Work to complete: Each record below needs to be written out exactly as it reads.

Saved entries

◇ ◇ ◇ ◇

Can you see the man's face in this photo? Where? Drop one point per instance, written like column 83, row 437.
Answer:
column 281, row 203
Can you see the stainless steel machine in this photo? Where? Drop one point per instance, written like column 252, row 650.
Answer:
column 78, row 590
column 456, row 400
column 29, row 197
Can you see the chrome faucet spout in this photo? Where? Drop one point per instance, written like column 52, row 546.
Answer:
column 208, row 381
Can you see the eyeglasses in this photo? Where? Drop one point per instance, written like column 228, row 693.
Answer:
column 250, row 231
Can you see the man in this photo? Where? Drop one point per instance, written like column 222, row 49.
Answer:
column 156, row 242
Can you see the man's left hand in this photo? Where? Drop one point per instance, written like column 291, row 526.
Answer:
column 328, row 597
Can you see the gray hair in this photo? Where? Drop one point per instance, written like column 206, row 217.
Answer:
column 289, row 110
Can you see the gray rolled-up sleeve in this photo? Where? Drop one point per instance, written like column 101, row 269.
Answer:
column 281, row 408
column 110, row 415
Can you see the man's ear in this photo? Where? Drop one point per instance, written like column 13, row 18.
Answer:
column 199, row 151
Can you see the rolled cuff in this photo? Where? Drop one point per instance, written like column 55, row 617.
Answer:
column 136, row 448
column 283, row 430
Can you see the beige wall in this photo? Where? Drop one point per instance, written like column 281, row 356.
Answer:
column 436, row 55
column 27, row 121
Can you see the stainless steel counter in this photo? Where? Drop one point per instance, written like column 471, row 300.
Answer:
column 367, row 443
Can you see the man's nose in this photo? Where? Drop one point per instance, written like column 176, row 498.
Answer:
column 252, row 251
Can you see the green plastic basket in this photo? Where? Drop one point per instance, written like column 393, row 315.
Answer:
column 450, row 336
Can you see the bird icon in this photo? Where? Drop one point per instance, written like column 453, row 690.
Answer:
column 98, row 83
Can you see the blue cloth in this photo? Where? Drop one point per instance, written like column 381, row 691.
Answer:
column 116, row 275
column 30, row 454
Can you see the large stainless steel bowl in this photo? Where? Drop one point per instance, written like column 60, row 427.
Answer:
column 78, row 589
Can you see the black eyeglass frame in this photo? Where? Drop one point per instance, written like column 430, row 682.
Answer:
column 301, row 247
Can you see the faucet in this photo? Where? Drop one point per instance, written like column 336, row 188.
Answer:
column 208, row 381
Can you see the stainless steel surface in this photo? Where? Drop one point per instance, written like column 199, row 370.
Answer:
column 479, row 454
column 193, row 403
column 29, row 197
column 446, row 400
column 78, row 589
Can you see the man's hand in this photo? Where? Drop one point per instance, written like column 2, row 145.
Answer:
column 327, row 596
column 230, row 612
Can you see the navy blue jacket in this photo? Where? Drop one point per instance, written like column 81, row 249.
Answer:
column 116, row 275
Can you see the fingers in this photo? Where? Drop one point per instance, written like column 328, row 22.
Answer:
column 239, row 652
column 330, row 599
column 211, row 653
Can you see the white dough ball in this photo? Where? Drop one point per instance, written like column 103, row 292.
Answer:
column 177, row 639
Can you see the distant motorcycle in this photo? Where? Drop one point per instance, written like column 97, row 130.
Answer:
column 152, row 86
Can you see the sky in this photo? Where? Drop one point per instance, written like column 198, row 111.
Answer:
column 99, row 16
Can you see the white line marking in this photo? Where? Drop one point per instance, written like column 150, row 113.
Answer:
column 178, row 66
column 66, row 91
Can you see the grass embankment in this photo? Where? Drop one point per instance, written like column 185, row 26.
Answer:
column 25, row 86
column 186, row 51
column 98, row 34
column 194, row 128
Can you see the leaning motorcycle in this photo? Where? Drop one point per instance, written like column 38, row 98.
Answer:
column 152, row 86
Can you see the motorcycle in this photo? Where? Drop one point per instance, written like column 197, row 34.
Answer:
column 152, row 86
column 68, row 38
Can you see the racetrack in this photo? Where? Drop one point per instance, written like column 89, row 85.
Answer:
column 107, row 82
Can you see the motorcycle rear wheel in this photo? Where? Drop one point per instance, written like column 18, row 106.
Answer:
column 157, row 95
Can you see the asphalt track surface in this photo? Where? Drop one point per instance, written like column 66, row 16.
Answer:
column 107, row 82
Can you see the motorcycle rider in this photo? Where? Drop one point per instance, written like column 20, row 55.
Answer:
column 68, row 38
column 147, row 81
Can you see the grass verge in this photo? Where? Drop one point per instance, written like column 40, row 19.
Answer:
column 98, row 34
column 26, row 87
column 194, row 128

◇ ◇ ◇ ◇

Reply:
Can you see the man's face in this photo? Where? Drop one point per instance, written like column 83, row 437.
Answer:
column 281, row 203
Can you see the stainless steel machine in this photo? Where? Drop one point per instance, written like column 252, row 650.
Answer:
column 78, row 590
column 456, row 400
column 29, row 197
Can you see the chrome faucet spout in this photo? Where? Drop one point per instance, written like column 52, row 546.
Answer:
column 208, row 381
Can you see the eyeglasses in this photo? Where? Drop one point per instance, written like column 228, row 693.
Answer:
column 250, row 231
Can you see the man in this photo? Where? Drop one point per instance, written like column 222, row 49.
Answer:
column 156, row 242
Can you see the man's left hand in this photo? Where? Drop one point per instance, written like column 291, row 526.
Answer:
column 328, row 597
Can you see the gray hair in this photo? Where? Drop one point per instance, written like column 206, row 217.
Answer:
column 289, row 110
Can you see the gray rolled-up sleeve in this photo? Where? Drop one point per instance, written like column 101, row 269.
Answer:
column 281, row 408
column 110, row 415
Can you see the man's ear in this photo? Where? Drop one point per instance, written like column 13, row 18.
Answer:
column 199, row 151
Can you see the rolled cuff in this photo? Where? Drop one point per instance, written like column 55, row 617.
Answer:
column 136, row 448
column 283, row 430
Can you see the beige wall in this photo? Where? Drop one point per instance, written like column 281, row 356.
Answer:
column 436, row 55
column 27, row 121
Can you see the stainless steel counter in this photo? Where? Drop one point per instance, written like column 471, row 300.
Answer:
column 367, row 443
Can you see the man's nose in this photo? Where? Drop one point per instance, written like column 176, row 498.
Answer:
column 252, row 251
Can you see the green plastic basket in this photo? Where? Drop one point per instance, written like column 393, row 315.
Answer:
column 450, row 336
Can you see the bird icon in this photo? Where? Drop one point per instance, written like column 453, row 690.
Answer:
column 98, row 83
Can you see the blue cloth in this photo? Where? Drop one point per instance, written like column 381, row 691.
Answer:
column 116, row 275
column 30, row 454
Can you see the large stainless steel bowl in this photo? Where? Drop one point per instance, written like column 60, row 427.
Answer:
column 78, row 589
Can you see the black eyeglass frame in this photo? Where? Drop one point per instance, written like column 430, row 682.
Answer:
column 301, row 247
Can you see the faucet in this photo? Where? Drop one point per instance, written like column 336, row 188.
Answer:
column 208, row 381
Can you see the stainless steel surface in this photo? Where? Drop one point per instance, written like column 199, row 370.
Answer:
column 479, row 454
column 193, row 403
column 29, row 197
column 446, row 400
column 78, row 589
Can you see the man's hand in this photo? Where? Drop one point per instance, written like column 2, row 145.
Answer:
column 327, row 596
column 230, row 612
Can you see the navy blue jacket in this photo? Where? Drop one point per instance, written like column 81, row 249.
Answer:
column 116, row 275
Can you see the fingers in this photo? Where? Drop one point per instance, written like column 328, row 22.
Answer:
column 239, row 652
column 330, row 599
column 211, row 653
Can you see the white dough ball in this photo? Where? Drop one point per instance, written like column 103, row 292.
Answer:
column 177, row 639
Can you see the distant motorcycle in this photo? Where? Drop one point per instance, written like column 97, row 130.
Answer:
column 152, row 86
Can you see the sky in this photo? Where? Drop one point per instance, written like column 198, row 111.
Answer:
column 99, row 16
Can you see the white line marking in this photo? Where? Drop one point per instance, written like column 150, row 113.
Answer:
column 178, row 66
column 66, row 91
Can you see the grass embankment in this photo? Where? Drop one point per instance, written like column 185, row 26.
Answer:
column 25, row 86
column 186, row 51
column 98, row 34
column 194, row 128
Can you see the leaning motorcycle in this photo? Where? Drop one point per instance, written like column 38, row 98.
Answer:
column 152, row 86
Can you see the motorcycle in this photo? Where? Drop one point per instance, written like column 197, row 34.
Answer:
column 152, row 86
column 68, row 38
Can you see the racetrack in this photo? Where? Drop one point per instance, written like column 89, row 85.
Answer:
column 107, row 82
Can you see the motorcycle rear wheel in this photo? Where? Drop one point per instance, written like column 18, row 106.
Answer:
column 157, row 95
Can you see the asphalt track surface in this photo? Where? Drop one point per instance, written like column 66, row 16.
Answer:
column 107, row 82
Can you see the motorcycle rider in this photo? Where? Drop one point per instance, written like column 20, row 55.
Answer:
column 68, row 38
column 147, row 81
Can you see the grass verge in this photo? Where? Drop one point per instance, written like column 40, row 19.
Answer:
column 98, row 34
column 26, row 87
column 194, row 128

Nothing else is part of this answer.